[Dataset entries]
━━━━━━━━

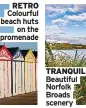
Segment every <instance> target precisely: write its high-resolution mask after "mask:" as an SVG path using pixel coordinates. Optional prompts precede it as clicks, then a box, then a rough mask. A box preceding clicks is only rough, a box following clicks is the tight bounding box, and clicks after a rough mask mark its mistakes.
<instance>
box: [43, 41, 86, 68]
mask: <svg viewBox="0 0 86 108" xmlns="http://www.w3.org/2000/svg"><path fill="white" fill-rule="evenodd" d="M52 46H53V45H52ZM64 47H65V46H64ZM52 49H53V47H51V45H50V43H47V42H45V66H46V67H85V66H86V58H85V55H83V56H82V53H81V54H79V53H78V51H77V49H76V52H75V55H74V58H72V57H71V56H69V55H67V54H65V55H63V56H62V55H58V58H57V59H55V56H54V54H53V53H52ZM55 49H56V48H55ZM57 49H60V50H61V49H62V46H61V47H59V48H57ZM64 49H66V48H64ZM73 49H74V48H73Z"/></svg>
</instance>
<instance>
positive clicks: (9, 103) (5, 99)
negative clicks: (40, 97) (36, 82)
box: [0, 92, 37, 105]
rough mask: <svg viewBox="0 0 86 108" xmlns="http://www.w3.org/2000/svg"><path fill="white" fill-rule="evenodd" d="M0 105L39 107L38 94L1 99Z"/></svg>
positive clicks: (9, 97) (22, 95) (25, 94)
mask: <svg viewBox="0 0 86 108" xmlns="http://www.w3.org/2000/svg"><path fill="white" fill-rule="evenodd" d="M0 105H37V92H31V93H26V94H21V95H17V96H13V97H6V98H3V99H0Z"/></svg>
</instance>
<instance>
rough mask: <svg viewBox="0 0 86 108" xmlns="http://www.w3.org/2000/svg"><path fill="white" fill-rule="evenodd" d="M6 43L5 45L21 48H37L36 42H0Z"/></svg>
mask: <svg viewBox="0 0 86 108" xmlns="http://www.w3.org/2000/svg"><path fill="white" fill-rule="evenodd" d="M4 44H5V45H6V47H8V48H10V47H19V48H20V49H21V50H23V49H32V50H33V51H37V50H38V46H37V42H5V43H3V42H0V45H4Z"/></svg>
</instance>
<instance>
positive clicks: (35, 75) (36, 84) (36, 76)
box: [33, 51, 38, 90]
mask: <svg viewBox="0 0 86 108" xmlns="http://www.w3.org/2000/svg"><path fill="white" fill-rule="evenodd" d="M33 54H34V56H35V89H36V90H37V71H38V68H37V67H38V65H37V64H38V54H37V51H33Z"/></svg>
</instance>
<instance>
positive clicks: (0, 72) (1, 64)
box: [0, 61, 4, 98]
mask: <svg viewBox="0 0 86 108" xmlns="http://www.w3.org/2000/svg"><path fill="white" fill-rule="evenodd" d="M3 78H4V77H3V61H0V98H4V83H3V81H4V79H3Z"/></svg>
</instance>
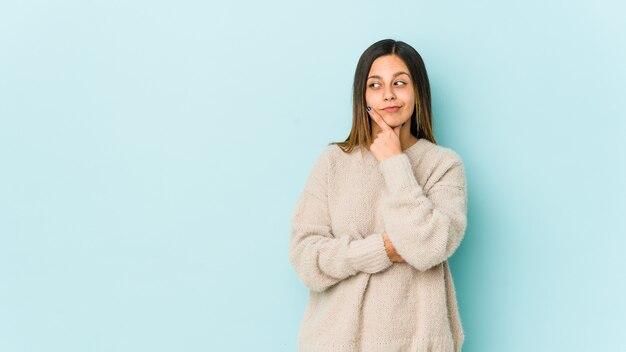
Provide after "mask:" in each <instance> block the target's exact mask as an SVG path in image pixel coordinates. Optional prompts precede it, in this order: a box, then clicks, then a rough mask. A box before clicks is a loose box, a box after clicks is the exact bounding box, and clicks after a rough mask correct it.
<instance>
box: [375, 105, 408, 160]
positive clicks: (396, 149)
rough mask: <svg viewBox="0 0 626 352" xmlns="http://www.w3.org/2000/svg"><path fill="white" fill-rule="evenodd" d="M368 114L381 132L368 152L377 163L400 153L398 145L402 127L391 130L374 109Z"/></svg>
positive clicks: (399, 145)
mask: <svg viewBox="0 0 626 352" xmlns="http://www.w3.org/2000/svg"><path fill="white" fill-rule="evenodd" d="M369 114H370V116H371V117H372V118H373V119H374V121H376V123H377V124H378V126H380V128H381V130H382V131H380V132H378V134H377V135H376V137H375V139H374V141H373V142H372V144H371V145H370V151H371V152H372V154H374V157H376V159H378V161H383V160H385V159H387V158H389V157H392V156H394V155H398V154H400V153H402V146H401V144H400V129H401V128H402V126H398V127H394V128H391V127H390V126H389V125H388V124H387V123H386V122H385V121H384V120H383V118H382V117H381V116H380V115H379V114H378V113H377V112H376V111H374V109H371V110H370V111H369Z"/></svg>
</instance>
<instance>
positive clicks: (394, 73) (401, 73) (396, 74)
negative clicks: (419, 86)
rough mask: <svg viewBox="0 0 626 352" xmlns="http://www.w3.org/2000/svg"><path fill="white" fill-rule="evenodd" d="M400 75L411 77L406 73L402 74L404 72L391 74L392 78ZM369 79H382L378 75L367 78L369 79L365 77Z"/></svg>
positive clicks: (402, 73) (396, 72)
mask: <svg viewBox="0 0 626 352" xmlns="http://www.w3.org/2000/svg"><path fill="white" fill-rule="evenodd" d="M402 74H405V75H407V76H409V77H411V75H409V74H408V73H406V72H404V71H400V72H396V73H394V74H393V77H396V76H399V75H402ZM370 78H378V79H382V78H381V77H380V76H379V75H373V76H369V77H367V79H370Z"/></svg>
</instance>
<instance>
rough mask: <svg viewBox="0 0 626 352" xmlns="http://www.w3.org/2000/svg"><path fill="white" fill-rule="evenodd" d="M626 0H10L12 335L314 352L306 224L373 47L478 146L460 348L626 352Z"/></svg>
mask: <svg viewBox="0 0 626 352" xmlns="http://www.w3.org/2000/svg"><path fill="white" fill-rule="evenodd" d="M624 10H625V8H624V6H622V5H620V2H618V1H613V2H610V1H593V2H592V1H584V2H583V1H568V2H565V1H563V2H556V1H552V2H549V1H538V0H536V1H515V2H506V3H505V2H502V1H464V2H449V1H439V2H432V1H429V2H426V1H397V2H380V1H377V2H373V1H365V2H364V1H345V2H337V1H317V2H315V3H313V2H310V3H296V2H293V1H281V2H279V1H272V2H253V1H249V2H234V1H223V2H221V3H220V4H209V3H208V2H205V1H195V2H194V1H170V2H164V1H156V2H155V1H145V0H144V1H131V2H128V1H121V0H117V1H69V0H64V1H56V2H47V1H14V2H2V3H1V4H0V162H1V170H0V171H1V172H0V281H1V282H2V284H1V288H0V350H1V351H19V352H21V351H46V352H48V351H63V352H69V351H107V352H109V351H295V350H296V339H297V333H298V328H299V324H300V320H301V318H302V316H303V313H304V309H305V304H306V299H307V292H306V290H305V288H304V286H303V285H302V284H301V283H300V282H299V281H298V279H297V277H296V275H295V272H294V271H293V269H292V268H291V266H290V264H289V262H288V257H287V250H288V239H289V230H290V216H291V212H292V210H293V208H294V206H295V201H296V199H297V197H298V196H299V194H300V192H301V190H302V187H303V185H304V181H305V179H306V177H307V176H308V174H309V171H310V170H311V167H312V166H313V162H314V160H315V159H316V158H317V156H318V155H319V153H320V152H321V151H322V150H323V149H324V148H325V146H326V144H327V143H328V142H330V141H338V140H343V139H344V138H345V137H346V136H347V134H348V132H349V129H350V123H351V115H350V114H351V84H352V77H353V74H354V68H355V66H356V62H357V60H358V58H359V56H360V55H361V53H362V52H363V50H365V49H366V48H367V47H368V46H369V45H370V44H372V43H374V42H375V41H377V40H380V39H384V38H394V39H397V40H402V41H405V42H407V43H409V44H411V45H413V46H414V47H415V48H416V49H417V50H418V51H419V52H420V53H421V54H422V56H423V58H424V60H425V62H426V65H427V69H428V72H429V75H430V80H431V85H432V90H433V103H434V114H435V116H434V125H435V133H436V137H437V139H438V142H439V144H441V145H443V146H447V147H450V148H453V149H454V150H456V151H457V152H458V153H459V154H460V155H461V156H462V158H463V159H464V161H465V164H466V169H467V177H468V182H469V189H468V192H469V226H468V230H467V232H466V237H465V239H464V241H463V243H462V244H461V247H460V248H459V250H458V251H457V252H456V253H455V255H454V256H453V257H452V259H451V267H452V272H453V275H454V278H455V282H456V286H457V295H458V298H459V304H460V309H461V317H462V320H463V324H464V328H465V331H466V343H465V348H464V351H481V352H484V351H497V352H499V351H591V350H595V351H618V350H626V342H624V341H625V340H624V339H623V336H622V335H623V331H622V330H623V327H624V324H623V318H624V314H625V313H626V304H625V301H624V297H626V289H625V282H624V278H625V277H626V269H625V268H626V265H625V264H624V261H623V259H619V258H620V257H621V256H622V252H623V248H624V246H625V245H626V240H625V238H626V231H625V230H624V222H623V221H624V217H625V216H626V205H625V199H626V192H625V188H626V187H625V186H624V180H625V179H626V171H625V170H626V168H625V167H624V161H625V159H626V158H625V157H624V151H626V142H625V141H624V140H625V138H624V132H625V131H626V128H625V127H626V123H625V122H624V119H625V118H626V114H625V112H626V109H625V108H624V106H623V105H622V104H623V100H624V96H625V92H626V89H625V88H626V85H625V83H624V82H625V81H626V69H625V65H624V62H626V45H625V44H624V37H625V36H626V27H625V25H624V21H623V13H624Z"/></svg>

━━━━━━━━

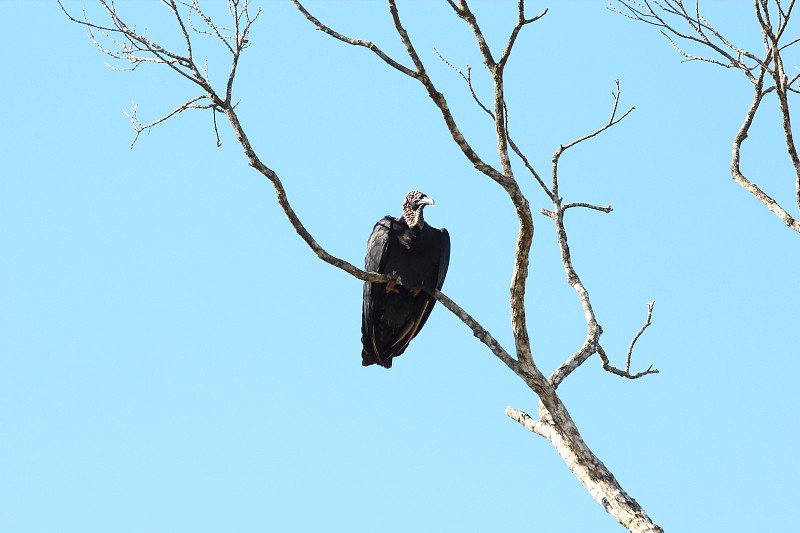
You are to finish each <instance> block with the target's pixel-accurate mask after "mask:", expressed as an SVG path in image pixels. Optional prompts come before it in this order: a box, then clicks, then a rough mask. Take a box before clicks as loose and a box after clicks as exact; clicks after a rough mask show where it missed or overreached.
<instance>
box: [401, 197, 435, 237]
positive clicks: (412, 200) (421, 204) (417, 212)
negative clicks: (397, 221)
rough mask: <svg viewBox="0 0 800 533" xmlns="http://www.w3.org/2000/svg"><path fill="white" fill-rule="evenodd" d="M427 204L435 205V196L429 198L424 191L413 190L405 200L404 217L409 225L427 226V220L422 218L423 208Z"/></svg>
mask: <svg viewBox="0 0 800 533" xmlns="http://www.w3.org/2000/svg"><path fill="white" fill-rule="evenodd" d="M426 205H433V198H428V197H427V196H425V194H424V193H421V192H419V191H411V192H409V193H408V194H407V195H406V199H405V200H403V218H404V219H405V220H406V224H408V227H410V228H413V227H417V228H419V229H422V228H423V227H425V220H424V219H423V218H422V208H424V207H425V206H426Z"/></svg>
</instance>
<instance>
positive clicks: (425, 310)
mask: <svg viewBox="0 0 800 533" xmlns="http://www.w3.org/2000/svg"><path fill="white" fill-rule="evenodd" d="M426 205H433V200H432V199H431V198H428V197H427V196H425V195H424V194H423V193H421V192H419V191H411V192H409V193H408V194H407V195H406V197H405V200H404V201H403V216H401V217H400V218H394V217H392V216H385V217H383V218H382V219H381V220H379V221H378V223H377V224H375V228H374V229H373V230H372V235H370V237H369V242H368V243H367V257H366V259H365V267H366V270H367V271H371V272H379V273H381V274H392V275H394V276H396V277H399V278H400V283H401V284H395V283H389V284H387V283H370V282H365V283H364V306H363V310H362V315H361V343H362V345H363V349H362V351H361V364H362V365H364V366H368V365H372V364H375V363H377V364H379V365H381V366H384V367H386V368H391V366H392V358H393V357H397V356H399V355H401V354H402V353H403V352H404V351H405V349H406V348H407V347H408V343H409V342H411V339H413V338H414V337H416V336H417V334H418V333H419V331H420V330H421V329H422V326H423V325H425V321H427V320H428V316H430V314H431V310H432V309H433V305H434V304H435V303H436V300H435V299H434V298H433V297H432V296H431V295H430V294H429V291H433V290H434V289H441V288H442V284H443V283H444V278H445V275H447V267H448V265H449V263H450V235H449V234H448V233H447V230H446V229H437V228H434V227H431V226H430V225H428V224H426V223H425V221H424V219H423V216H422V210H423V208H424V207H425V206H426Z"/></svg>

━━━━━━━━

REQUIRED ACTION
Show every line from the entries that includes the word "negative".

WRITTEN RESPONSE
negative clicks: (40, 97) (36, 82)
negative clicks: (419, 86)
negative clicks: (397, 221)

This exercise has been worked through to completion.